8. In the case of Amarjit Kaur v. Harbhajan Singh and Another, (2003) 10 SCC 228, the provisions of Section 24 have been interpreted in the following words:
“Section 24 of the Hindu Marriage Act, 1955 empowers the Court in any proceedings under the Act, if it appears to the Court that either the wife or the husband, as the case may be, has no independent income sufficient for her or his support and the necessary expenses of the proceedings, it may, on the application of any one of them order the other party to pay to the petitioner the expenses of the proceeding and monthly maintenance as may seem to be reasonable during the proceeding, having regard to also the income of both the petitioner and the respondent.”
In the case of Smt. Jasbir Kaur (supra), for fixing the interim maintenance amount, guidelines have been laid down as under:
“Court has to consider the status of the parties, their respective needs, capacity of the husband to pay having regard to his reasonable expenses for his own maintenance and those he is obliged under the law and statutory but involuntary payments or deductions. Amount of maintenance fixed for the wife should be such as she can live in reasonable comfort considering her status and the mode of life she was used to when she lived with her husband and also that she does not feel handicapped in the prosecution of her case. At the same time, the amounts fixed cannot be excessive or extortionate.”
9. In the case of Smt. Jasbir Kaur (supra), the husband’s monthly income was accepted to be Rs. 20,000. During the span of 36 years of married life, the couple begot four children—two sons and two daughters. Elder daughter was 34 years old and unmarried and was living with the wife and the second child was the son and was working with a company. The third child was a daughter aged 26 years and unmarried as well as unemployed and living with the father, whereas 4th child was a son of 20 years of age unemployed and had studied only upto 11th class. Under such circumstances, the Supreme Court fixed a maintenance pendente lite payable to the wife and the daughter with her at Rs. 5,000 per month i.e. 25% of the monthly salary.
In the instant case, admittedly, the marriage lasted for about three and half months and the couple lived together only for about one and half months at Pune. As per the husband, even out of the period of one and half months of matrimonial life, the wife was hospitalised for most of the time. During the stay at Nasik at the house of her father she suffered a miscarriage and it was not a case of termination of pregnancy as alleged by her in the petition she has filed for restitution of conjugal rights. The wife has completed her graduation and is staying with her parents. Her father is a pensioner and has his own house. Her mother is employed presently and her younger brother is claimed to be a student. On the other hand, the husband has to support his elderly parents, his father has retired from the Police Department and the younger brother is employed and is of marriageable age. If the husband’s monthly pay is taken at Rs. 14,000 as at present, the appropriate maintenance amount by taking into consideration the standard of living of the wife and the fact that she is living not in a rented home, the interim maintenance amount could be appropriately fixed at Rs. 3,000 and not at Rs. 7,000 as is done by the impugned order passed by the Family Court.
10. In the premises, Writ Petition No. 9744 of 2004 filed by the wife fails and the same is hereby dismissed. Rule discharged. Writ Petition No. 9838 of 2004 filed by the husband is partly allowed. The impugned order passed by the Family Court below Exh. 50 is hereby quashed and set aside and the interim maintenance amount payable to the wife is fixed at Rs. 3,000 per month with effect from 1.9.2004 and Rule is made absolute accordingly. Respective parties to bear their own costs.

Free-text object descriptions
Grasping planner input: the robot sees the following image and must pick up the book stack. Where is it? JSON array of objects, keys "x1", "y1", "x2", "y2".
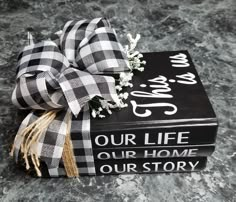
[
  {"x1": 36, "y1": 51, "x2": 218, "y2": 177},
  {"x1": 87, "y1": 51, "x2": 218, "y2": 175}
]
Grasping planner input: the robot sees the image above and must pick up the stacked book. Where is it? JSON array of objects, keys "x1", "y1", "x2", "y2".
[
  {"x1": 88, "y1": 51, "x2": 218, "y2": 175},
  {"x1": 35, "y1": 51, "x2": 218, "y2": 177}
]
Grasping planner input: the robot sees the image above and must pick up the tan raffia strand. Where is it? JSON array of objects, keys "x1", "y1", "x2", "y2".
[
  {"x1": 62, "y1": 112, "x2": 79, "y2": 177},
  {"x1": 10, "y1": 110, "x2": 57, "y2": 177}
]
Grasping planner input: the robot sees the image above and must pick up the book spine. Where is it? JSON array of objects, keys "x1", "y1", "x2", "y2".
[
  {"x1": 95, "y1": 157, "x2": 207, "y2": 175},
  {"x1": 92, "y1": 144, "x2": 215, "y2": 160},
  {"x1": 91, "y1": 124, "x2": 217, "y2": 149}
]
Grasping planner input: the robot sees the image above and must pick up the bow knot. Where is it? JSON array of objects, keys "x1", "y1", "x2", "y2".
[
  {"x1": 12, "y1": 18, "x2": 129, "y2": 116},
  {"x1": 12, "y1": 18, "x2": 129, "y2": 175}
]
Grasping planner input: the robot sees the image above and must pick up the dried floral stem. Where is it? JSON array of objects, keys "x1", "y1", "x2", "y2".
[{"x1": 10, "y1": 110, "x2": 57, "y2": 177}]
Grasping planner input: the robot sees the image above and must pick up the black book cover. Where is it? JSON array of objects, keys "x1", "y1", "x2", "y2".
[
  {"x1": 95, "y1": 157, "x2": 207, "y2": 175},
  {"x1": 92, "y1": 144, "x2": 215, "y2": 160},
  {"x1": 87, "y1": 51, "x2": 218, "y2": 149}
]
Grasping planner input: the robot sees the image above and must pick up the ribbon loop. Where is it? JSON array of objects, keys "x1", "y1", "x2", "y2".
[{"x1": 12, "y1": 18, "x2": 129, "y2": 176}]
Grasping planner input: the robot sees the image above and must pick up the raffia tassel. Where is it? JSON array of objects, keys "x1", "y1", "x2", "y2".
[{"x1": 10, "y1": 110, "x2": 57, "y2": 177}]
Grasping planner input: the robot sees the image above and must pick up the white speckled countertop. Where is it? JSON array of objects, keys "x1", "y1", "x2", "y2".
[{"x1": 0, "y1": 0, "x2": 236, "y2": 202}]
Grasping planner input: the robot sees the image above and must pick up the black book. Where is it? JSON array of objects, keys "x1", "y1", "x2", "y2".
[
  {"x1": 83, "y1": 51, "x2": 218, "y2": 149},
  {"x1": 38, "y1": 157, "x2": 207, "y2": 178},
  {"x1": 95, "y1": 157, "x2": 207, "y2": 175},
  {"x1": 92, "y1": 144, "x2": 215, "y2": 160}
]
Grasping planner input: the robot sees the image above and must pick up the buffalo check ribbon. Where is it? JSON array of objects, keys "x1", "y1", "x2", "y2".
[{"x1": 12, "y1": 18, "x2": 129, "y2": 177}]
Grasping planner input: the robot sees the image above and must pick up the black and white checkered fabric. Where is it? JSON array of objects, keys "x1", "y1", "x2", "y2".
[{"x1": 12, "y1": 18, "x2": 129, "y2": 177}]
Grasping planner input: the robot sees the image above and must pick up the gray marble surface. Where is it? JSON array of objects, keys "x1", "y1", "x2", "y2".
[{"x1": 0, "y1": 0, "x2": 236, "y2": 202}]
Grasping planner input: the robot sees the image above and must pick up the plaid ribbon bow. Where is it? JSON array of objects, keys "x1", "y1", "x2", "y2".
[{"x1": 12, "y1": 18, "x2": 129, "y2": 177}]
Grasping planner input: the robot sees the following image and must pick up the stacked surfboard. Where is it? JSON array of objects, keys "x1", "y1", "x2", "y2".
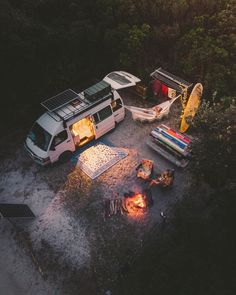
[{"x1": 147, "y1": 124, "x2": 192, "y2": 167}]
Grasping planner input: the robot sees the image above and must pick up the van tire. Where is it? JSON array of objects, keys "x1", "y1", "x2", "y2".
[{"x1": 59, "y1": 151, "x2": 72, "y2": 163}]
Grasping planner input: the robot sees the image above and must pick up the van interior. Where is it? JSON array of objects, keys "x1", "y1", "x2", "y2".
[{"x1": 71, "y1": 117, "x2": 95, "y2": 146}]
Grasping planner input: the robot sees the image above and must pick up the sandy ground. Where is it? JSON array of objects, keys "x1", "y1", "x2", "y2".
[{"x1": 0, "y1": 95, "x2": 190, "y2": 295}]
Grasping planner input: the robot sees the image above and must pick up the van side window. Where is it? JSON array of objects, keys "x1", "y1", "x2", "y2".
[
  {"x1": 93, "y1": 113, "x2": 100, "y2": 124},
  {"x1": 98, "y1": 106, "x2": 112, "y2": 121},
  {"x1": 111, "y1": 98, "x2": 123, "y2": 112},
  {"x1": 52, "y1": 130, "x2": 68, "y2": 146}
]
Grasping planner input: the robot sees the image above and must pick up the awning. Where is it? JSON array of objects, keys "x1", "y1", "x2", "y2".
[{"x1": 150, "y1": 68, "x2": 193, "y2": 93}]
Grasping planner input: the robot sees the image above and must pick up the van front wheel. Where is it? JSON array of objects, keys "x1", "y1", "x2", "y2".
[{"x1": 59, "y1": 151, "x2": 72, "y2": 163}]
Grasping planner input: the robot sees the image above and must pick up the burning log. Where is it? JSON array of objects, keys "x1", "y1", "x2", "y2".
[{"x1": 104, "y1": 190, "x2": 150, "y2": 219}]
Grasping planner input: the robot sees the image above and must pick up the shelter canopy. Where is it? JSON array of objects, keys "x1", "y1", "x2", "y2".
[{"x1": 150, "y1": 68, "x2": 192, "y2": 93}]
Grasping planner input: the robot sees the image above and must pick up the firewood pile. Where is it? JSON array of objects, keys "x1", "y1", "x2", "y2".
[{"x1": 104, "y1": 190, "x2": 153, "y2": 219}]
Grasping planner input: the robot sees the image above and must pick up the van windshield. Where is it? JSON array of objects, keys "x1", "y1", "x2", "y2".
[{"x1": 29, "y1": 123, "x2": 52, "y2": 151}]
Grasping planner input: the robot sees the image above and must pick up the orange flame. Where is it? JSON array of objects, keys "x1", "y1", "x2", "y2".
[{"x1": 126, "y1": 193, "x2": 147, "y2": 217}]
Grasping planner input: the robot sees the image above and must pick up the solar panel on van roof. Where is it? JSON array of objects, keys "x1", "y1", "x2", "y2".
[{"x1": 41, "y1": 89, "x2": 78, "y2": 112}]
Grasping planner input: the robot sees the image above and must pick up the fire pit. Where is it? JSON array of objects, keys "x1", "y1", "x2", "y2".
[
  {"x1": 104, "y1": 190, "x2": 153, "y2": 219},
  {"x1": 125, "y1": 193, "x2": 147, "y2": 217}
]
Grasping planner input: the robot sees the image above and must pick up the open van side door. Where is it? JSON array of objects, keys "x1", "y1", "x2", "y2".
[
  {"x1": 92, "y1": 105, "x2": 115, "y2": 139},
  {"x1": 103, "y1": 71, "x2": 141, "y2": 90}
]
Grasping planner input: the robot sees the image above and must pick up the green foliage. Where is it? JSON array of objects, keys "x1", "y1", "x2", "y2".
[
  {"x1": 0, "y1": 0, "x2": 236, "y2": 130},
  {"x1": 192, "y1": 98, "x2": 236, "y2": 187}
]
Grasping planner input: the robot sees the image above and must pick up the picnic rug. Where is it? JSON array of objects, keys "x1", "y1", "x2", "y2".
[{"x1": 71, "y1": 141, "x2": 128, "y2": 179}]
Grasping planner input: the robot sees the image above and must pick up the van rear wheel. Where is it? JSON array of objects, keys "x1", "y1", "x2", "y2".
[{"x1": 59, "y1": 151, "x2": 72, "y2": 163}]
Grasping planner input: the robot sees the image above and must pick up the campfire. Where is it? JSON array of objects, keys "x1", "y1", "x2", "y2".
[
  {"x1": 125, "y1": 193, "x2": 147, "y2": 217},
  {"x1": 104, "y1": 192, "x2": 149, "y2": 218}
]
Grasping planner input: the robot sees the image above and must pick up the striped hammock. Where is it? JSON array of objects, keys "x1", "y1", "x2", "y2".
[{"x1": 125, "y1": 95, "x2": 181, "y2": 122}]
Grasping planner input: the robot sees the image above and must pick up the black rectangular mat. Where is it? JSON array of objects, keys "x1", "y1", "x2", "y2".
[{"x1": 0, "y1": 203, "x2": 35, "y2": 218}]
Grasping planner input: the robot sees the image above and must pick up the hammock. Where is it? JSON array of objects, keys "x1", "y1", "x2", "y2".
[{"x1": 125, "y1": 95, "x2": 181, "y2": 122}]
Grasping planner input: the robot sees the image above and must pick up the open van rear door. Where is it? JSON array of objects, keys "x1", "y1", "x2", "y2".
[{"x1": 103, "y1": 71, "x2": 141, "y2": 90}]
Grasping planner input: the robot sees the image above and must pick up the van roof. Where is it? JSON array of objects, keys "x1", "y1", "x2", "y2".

ACTIVITY –
From the court ruling on interim maintenance, can you return the passage from "9. In the case" up to and including "the monthly salary.", word for word?

YOUR SOLUTION –
9. In the case of Smt. Jasbir Kaur (supra), the husband’s monthly income was accepted to be Rs. 20,000. During the span of 36 years of married life, the couple begot four children—two sons and two daughters. Elder daughter was 34 years old and unmarried and was living with the wife and the second child was the son and was working with a company. The third child was a daughter aged 26 years and unmarried as well as unemployed and living with the father, whereas 4th child was a son of 20 years of age unemployed and had studied only upto 11th class. Under such circumstances, the Supreme Court fixed a maintenance pendente lite payable to the wife and the daughter with her at Rs. 5,000 per month i.e. 25% of the monthly salary.